Find each line in the records below that contains the string "slate" and copy those lines out in full. Case counts.

begin DATA FOR THIS TASK

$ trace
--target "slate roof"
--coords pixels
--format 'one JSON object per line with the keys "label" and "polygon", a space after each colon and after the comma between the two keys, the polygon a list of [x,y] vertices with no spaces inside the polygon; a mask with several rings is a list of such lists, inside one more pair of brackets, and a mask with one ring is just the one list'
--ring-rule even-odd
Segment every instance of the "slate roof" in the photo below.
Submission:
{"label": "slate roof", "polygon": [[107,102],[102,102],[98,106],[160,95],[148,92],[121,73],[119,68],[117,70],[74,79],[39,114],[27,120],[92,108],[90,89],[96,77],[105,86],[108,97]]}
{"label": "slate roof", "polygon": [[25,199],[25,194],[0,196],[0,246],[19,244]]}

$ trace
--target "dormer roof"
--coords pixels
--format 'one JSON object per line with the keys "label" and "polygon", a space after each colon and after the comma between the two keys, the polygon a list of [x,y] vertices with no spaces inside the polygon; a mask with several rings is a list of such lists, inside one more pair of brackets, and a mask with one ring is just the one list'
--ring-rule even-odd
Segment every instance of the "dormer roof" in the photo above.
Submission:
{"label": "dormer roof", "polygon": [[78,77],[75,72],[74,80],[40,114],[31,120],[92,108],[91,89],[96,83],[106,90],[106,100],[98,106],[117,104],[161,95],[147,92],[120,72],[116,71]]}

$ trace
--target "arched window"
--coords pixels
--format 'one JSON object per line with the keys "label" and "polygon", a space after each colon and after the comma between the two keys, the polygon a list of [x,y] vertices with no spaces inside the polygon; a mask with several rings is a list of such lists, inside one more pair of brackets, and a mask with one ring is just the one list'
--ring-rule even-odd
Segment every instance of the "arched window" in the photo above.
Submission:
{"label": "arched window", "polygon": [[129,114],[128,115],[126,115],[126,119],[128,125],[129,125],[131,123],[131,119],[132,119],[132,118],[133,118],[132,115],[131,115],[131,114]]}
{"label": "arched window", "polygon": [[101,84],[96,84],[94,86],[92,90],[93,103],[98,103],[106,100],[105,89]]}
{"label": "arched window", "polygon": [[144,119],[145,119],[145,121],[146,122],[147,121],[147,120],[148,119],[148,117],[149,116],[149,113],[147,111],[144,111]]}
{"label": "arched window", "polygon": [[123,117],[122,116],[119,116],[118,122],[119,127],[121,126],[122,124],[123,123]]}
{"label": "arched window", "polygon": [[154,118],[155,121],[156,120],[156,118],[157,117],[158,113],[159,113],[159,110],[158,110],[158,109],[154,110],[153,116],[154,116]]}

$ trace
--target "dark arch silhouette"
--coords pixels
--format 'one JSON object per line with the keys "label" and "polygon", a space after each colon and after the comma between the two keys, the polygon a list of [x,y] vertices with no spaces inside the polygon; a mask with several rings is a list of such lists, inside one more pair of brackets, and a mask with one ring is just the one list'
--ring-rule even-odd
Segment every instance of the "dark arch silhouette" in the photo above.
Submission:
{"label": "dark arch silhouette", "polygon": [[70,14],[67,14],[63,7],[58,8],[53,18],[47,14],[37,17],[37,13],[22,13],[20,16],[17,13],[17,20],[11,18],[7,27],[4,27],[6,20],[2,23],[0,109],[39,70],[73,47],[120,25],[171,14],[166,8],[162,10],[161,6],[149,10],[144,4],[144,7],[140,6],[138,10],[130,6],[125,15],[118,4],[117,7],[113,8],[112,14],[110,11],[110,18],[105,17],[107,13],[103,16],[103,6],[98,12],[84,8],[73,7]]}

end DATA FOR THIS TASK

## ANSWER TO THE TASK
--target "slate roof"
Segment every instance of the "slate roof" in the photo below.
{"label": "slate roof", "polygon": [[107,102],[102,102],[98,106],[160,95],[148,92],[121,73],[119,68],[117,70],[74,79],[39,114],[27,120],[92,108],[90,89],[96,77],[105,86],[108,97]]}
{"label": "slate roof", "polygon": [[25,199],[25,194],[0,196],[0,246],[19,244]]}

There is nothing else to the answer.